▶ What to work on
Copy each line below exactly and leave the pictures out.

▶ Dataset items
-=-=-=-=-

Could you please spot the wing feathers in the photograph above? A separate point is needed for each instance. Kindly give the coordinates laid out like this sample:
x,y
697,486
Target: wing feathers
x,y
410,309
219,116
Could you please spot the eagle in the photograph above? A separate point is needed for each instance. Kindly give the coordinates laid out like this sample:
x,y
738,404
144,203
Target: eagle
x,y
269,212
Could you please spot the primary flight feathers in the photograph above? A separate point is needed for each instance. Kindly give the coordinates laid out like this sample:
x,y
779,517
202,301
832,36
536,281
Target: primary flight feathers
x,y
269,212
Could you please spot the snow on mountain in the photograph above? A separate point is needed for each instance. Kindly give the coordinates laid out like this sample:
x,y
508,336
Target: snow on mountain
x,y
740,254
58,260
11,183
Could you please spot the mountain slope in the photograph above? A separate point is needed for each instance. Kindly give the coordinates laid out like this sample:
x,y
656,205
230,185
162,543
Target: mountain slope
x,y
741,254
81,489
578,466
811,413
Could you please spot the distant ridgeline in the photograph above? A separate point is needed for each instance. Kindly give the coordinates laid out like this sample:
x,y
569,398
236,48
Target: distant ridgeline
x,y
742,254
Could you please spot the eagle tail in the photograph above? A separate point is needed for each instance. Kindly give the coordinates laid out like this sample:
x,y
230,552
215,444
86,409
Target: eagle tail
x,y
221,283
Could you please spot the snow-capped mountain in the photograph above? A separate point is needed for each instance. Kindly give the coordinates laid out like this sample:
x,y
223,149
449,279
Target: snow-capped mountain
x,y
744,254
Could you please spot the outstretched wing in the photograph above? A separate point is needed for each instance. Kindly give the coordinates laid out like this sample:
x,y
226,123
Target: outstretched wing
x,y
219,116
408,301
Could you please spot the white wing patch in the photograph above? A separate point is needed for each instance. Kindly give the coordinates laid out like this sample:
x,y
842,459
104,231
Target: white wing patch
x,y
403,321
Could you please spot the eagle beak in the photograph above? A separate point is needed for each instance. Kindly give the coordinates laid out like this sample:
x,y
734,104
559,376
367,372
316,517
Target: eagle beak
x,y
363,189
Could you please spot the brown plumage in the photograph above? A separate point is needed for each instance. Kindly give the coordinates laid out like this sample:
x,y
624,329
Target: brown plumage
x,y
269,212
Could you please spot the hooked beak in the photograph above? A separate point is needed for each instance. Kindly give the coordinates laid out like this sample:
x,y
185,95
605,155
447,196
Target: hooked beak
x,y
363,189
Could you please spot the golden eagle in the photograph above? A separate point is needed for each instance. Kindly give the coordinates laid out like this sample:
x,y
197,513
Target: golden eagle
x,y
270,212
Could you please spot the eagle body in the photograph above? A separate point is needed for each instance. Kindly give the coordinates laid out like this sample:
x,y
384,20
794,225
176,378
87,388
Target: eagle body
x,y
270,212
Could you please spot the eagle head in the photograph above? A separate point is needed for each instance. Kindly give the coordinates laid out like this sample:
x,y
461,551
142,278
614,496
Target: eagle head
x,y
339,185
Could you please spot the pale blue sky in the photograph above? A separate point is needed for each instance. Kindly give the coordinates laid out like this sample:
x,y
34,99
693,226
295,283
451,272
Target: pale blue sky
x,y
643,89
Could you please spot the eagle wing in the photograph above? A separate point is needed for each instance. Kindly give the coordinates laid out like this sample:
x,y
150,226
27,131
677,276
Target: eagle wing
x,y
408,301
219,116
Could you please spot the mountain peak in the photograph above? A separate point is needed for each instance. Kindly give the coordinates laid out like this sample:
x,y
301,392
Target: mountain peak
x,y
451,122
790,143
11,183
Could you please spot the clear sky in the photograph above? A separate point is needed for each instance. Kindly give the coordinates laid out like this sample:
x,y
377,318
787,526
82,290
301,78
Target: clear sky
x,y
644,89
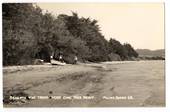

-=-=-=-=-

▶ Your response
Could you please spot the wing feathers in the photograph above? A separate point is needed for each instance. Kindly give the coordinates laid out like this sample:
x,y
697,486
Target: wing feathers
x,y
410,309
219,116
Could you please spot the eagle in the photograph above? A separate point is needed for each instance. Kindly give the coordinates laid out like this sample:
x,y
738,404
144,203
Target: eagle
x,y
269,212
Could you please spot the primary flight feathers in the photograph above? A separate point is needed for each instance. Kindly give the coordinates laid out like this sample:
x,y
779,517
202,301
832,36
536,281
Target: primary flight feathers
x,y
269,212
Could you please spot the snow on mountain in the photograph above? A separate point is needed for each instance. Kindly give the coordinates laid out like this sample:
x,y
508,336
Target: snow on mountain
x,y
740,254
58,260
11,183
Could you please spot the mountain slope in the photograph above? A separate point is needed for each instance. Kindly give the coordinates laid out like this sample:
x,y
656,205
230,185
162,543
Target: mountain slope
x,y
741,254
81,489
578,466
811,413
Could you please spot the distant ridgeline in the photograph above? A separate point is needed for each instance. Kindly give the coordinates laid out like this sample:
x,y
569,398
236,48
Target: distant ridgeline
x,y
742,254
Could you please spot the eagle tail in the photograph above? A separate point is needed for each instance. Kindly give the coordinates laid out like this sample:
x,y
230,552
215,444
86,409
Target: eagle tail
x,y
221,283
Could you please spot the snow-capped mountain in the photograph above? A separate point is needed for each instance. Kindly give the coordinates laid out like this sample:
x,y
223,149
449,279
Target: snow-capped mountain
x,y
744,254
Could you please spot the outstretched wing in the photograph above? A separate point is needed for each instance. Kindly give the coordinates laid out like this sample:
x,y
226,123
Target: outstretched wing
x,y
219,116
408,301
Could you please spot the white wing patch in the photograph above? A separate point is needed for each instance. Kindly give the coordinates laid out like this sample:
x,y
842,459
104,231
Target: white wing patch
x,y
403,321
Could you please spot the eagle beak in the photograph above? A separate point is needed for each instance. Kindly give the coordinates laid out like this sample:
x,y
734,104
559,376
367,372
316,517
Target: eagle beak
x,y
363,189
Could you please spot the brown plumage in the photograph above? A separate point is needed for each instance. Kindly give the coordinates laid out like this sample:
x,y
624,329
Target: brown plumage
x,y
269,212
Could you please spot the hooked beak in the photograph above? A separate point is needed for each instance. Kindly give the coordinates laid out like this sample:
x,y
185,95
605,155
447,196
Target: hooked beak
x,y
363,189
Could you please spot the golden eagle in the photograph above? A separate point is needed for each instance. Kindly give the coordinates laid out like this sample:
x,y
197,513
Target: golden eagle
x,y
270,212
Could you please spot the eagle body in the photograph above? A separate point is needed for each instance. Kindly give the coordinates laid out like this sample:
x,y
384,20
794,225
176,378
87,388
Target: eagle body
x,y
270,212
Could you please spot the eagle head in the photograph above? A separate point is needed for each instance. Kindly give the coordinates laid out like this sample:
x,y
461,551
142,278
614,496
Target: eagle head
x,y
339,185
Could you please spot the pale blue sky in the photograph above? A separate point is needed for each instance. Kindly give the coordinates laid out like this sample:
x,y
34,99
693,226
295,283
451,272
Target: pale blue sky
x,y
643,89
Could you please spot the eagle wing in the photograph above? A separate point is needed for each instance. Kindly give the coordinates laid out like this sample:
x,y
150,226
27,131
677,276
Target: eagle wing
x,y
408,301
219,116
Could you please spot the mountain peak in the photograph above? A separate point is needed for each instance. Kindly give the coordinates laid out like this sample:
x,y
301,392
Target: mountain peak
x,y
451,122
790,143
11,183
Could you please spot the clear sky in the photograph above? A separate point is needed for each instance. Kindly give the coordinates laid out like this sample:
x,y
377,318
787,526
82,290
301,78
Target: clear sky
x,y
644,89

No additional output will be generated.